**Stated task**. Could you continue the archived posts on Rule 144 holding periods, picking up right after their last sentence?

**Source document**.
Start

Monthly Archives: May 2016

Tacking of Rule 144 Holding Periods for Distributions of Stock

Do pro rata distributions of restricted stock from a corporate entity shareholder to its individual shareholders affect the Rule 144 holding period?

No.  Under Rule 144(d), the holding period of the corporate entity shareholder may be tacked onto the holding period of an individual shareholder who receives the distribution of restricted stock.

Documenting the Origin and History of Rule 144 Restricted Stock

In order for a Rule 144 opinion letter to be issued by an experienced OTC Markets Pink Sheet and Bulletin Board securities attorney like Matt Stout, the shareholder must provide documentation showing the origin and history of the shares.  The main task of an OTC securities lawyer issuing Rule 144 legal opinions is to confirm when and how the securities were first issued, and then to track every transaction from that point forward.

Rule 144 Securities Attorney Matt Stout Drafts Legal Opinions for Shareholders

OTC securities lawyer Matheau J. W. Stout, Esq. reviews documents at no cost in preparation for drafting legal opinions under Rule 144 and Section 4(a)(1) for Pink Sheets and OTCMarkets OTCQB stocks.   Shareholders can email certificates and Rule 144 documentation to mstout@otclawyers.com or call Matt Stout at (410) 429-7076 to discuss Rule 144 and clearing restricted stock.

Tacking onto the Holding Period of Convertible Notes under Rule 144

Does Accrued Interest Affect the Holding Period Under Rule 144(d)?

When Convertible Promissory Notes with accrued but unpaid interest are exchanged for stock in a public company, the Rule 144 holding period for the Notes can be tacked to the holding period for the stock under Rule 144(d)(3)(ii) only if the exchange consists only “of other securities of the same Issuer.”

That means no additional consideration can be paid in the exchange other than the securities themselves and is consistent with Section 3(a)(9) of the Securities Act of 1933,

Accrued Interest is Not Considered Additional Consideration Under Rule 144

This brings up the question of whether or not accrued but unpaid interest on the Note is construed by the SEC as additional consideration inconsistent with Rule 144(d)(3)(ii).

The SEC’s position is that the right to receive payment for the accrued interest is not additional consideration, and the holding period for the Convertible Promissory Notes can be tacked to the holding period for all shares of stock received in the exchange.

End

**Entries provided**.

Start

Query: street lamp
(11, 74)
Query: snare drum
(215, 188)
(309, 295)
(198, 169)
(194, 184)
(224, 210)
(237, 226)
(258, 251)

End

**Response to this exercise**.
Rule 144 Securities Lawyer Opinion Letters for Debt Conversions

Matheau J. W. Stout, Esq. reviews Notes at no cost in preparation for issuing Rule 144 legal opinions for debt holders in OTC Markets and OTC Bulletin Board companies.  Debt holders can email documents to mstout@otclawyers.com or call Matt Stout at (410) 429-7076 for a free consultation on Rule 144, or on the Section 4(a)(1) alternative to Rule 144 if the securities are at least 2 years old.

When is an Amendment to Form 144 Needed?

Affiliate Shareholders of OTC Markets and Bulletin Board public companies are those serving as Officers, Directors, control persons or owners of more than 9.99% of the Issuers voting securities of any class (“Affiliates”).

Affiliates Submit SEC Form 144 When Selling Restricted Stock

Affiliates of OTC companies know that in order to clear and sell restricted stock, they need to fill out a Form 144 and submit that to their broker, which will allow them to sell up to 1% of the total issued and outstanding common stock of the Issuer within a 90 day period.

Increasing the Number of Shares Sold Requires an Amendment to Form 144

Under Rule 144(h), an amendment to SEC Form 144 needs to be filed if the Affiliate wishes to sell more securities during the 90 day period than was originally declared for sale on the original Form 144.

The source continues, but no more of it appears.